▶ Activity:
The number of lines holding "form" is all you should give; count them in the records below.

▶ Data provided:
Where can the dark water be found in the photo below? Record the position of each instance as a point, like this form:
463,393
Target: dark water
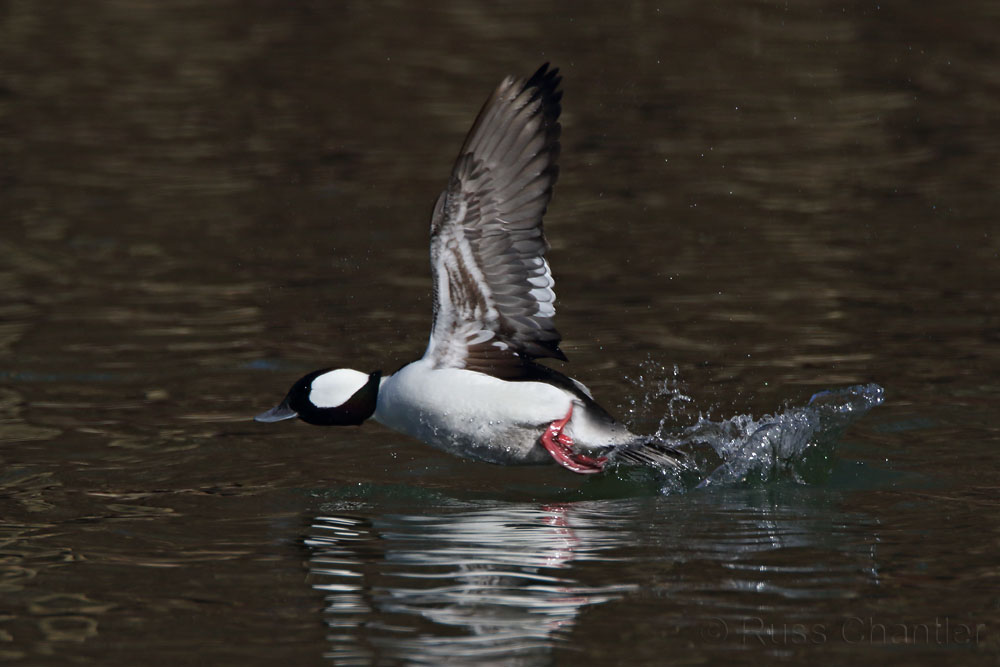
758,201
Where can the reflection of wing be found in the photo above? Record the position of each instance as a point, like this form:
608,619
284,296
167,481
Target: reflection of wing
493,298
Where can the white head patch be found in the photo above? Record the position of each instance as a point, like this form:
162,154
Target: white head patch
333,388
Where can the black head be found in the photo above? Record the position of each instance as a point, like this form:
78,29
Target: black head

▶ Answer for the task:
4